# Da svolgere
Rispondi alle seguenti domande sul testo di lettura.
1. Chi guida la commissione di accesso?
2. Da quale giorno è in edicola il numero de l'Espresso che racconta l'analisi della commissione?
3. In quante pagine il documento enumera i dipendenti di Roma Capitale?

# Testo di lettura
Dopo le dimissioni di Ignazio Marino negli uffici comunali restano dipendenti e funzionari infedeli che hanno alimentato la corruzione.
Sono cento nomi, elencati nella relazione segreta della commissione di accesso guidata dal prefetto Marilisa Magno in cui è analizzato un triplice fronte: il capitale istituzionale, il capitale politico e quello amministrativo.
L’analisi e i retroscena amministrativi fatti dalla commissione prefettizia sono raccontati da l’Espresso nel numero in edicola da venerdì 16 ottobre.
L’inchiesta riporta alcuni punti della relazione Magno, in particolare quelli illustrati sul capitale politico e amministrativo che rappresenta il tesoro di Massimo Carminati: «Il milieu di amministratori e funzionari pubblici che sono stati funzionali ai disegni di infiltrazione di “mafia Capitale”».
Ci sono i nomi di impiegati, dirigenti, capi dei dipartimenti, molti dei quali pilotati da mafiosi e criminali, che si muovono compiaciuti dell’uscita della giunta Marino.
La commissione fotografa una palude amministrativa e rileva «come la costruzione di questo “capitale” sia il frutto di un lavoro condotto in sinergia da Carminati e Buzzi». Un investimento prezioso, che si comprende meglio nel capitolo dedicato a «Il capitale amministrativo».
Sembra la tela del ragno.
In trentatrè pagine il documento «enumera i dipendenti di Roma Capitale che attraverso azioni o omissioni hanno contribuito a piegare la gestione amministrativa dell’ente agli interessi di mafia Capitale».
I commissari riportano una schiera di nomi, «riconducibili al capitale amministrativo», non tutti ancora indagati.
Nel “Libro Magno” c’è l’analisi geologica del marcio.
Gli episodi di malaffare, le procedure poco corrette nelle gare pubbliche, la gestione degli affidamenti diretti di lavori per decine di milioni di euro.
Episodi su cui al momento nessuno indaga, anche se la rilevanza amministrativa potrebbe sfiorare reati penali, perchè, come scrive la commissione, si tratta di «una serie di vicende contrattuali connotate da palesi illegittimità e risultate in un’oggettiva agevolazione degli interessi criminali di mafia Capitale».

# Sezione dati

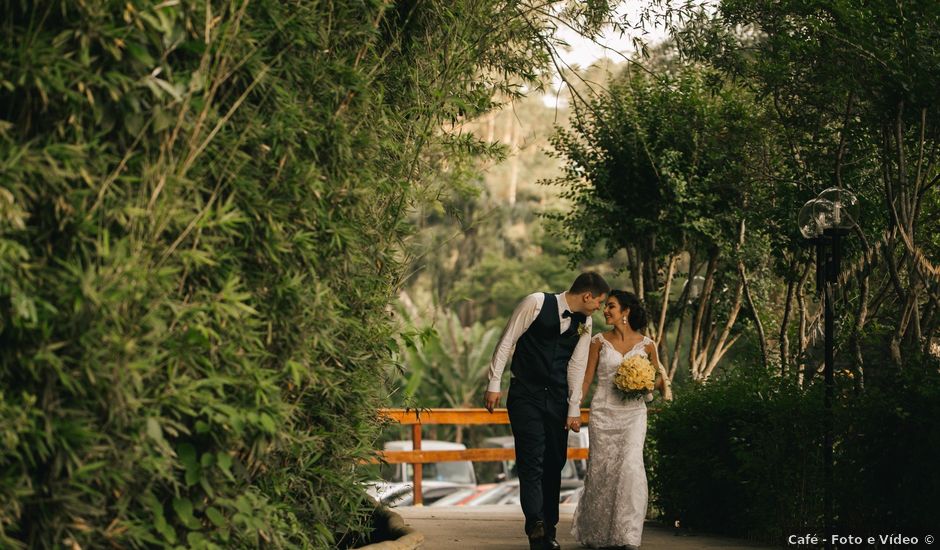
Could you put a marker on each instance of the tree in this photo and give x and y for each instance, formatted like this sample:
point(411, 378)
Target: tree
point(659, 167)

---

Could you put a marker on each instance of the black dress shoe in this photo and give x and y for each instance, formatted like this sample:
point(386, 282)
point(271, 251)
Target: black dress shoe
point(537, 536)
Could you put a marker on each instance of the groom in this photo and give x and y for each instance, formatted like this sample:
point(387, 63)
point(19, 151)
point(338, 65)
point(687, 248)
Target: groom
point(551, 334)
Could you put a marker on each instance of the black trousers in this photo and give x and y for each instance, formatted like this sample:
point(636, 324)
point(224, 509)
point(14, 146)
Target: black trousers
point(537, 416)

# Risultato dell'esercizio
1. La commissione di accesso è guidata dal prefetto Marilisa Magno.
2. Il numero de l'Espresso è in edicola da venerdì 16 ottobre.
3. Il documento enumera i dipendenti in trentatré pagine.